▶ [Problem] Output exactly the lines from the line with "Quickstart: supply the" through the end of the records below. Include nothing else.

(Dataset entries)

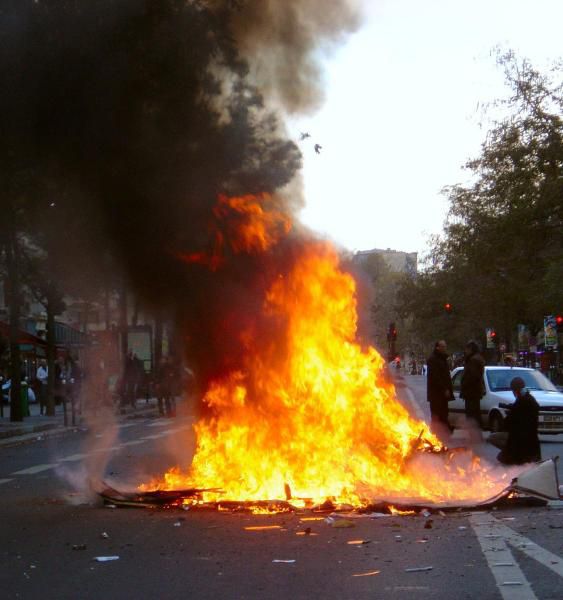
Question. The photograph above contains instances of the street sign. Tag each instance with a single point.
(550, 331)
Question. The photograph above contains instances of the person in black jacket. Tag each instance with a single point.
(472, 382)
(439, 390)
(522, 443)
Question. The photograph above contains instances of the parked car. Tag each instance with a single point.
(497, 385)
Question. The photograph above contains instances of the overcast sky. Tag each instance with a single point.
(403, 113)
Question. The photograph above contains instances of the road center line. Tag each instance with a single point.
(36, 469)
(510, 580)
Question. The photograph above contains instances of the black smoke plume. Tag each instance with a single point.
(133, 115)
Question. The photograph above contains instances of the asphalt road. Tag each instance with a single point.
(51, 532)
(414, 398)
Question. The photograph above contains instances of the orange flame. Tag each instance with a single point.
(250, 224)
(310, 416)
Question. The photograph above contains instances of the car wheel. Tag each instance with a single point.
(496, 423)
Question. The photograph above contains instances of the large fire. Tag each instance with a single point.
(311, 415)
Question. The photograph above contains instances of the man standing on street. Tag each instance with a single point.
(520, 443)
(439, 390)
(472, 383)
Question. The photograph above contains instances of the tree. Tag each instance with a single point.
(503, 236)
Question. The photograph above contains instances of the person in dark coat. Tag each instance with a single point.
(439, 389)
(472, 382)
(522, 444)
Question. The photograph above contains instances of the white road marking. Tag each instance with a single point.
(415, 406)
(73, 457)
(511, 581)
(35, 469)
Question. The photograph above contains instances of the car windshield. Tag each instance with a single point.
(499, 380)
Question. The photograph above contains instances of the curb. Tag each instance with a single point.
(27, 431)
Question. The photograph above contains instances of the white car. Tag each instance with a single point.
(497, 384)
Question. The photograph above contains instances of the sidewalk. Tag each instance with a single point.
(37, 423)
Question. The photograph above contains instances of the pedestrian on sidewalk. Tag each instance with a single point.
(42, 375)
(473, 386)
(165, 386)
(439, 389)
(520, 443)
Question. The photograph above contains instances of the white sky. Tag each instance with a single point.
(401, 115)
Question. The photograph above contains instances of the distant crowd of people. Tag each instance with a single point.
(519, 443)
(95, 387)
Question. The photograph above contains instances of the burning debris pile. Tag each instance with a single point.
(307, 415)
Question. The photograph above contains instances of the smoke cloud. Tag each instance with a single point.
(132, 116)
(283, 41)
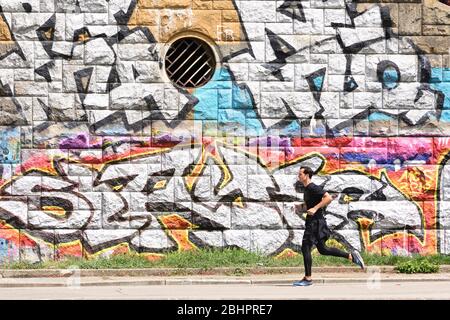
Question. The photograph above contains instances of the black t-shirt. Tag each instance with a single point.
(312, 196)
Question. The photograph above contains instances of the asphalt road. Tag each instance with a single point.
(342, 291)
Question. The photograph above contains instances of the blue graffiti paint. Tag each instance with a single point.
(318, 82)
(440, 81)
(390, 78)
(9, 145)
(223, 100)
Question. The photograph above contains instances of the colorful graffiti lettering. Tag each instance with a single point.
(101, 153)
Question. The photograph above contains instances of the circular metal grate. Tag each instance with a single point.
(190, 62)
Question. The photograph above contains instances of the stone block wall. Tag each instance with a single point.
(101, 153)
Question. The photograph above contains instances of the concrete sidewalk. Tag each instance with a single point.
(74, 279)
(168, 272)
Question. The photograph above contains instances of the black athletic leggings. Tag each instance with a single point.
(323, 249)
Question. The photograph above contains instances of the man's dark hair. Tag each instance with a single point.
(308, 171)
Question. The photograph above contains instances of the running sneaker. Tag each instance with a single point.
(302, 283)
(357, 259)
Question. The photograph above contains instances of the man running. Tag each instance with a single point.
(316, 229)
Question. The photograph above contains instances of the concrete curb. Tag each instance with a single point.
(150, 282)
(61, 273)
(149, 272)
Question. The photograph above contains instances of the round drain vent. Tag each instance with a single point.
(190, 62)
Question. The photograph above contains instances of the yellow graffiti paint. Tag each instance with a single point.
(238, 202)
(160, 184)
(56, 211)
(186, 15)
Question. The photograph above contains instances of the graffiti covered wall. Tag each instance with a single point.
(101, 153)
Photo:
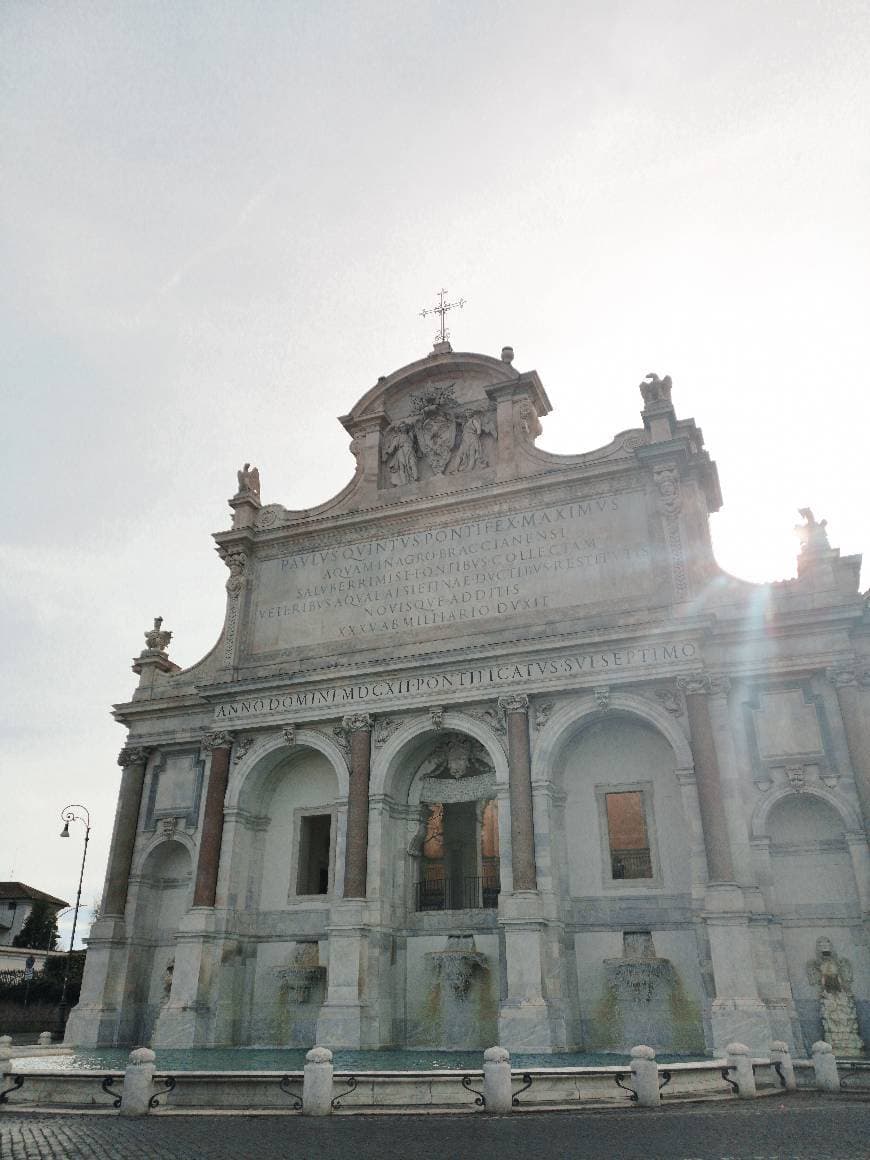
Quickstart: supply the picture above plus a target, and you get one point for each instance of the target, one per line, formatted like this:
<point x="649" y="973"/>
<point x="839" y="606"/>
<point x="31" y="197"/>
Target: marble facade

▶ [Answer space]
Quickstart: supply the picture above plus a target, and you get one point for each instance of the target, one per line, formatted like this:
<point x="649" y="973"/>
<point x="839" y="606"/>
<point x="31" y="197"/>
Target: marble facade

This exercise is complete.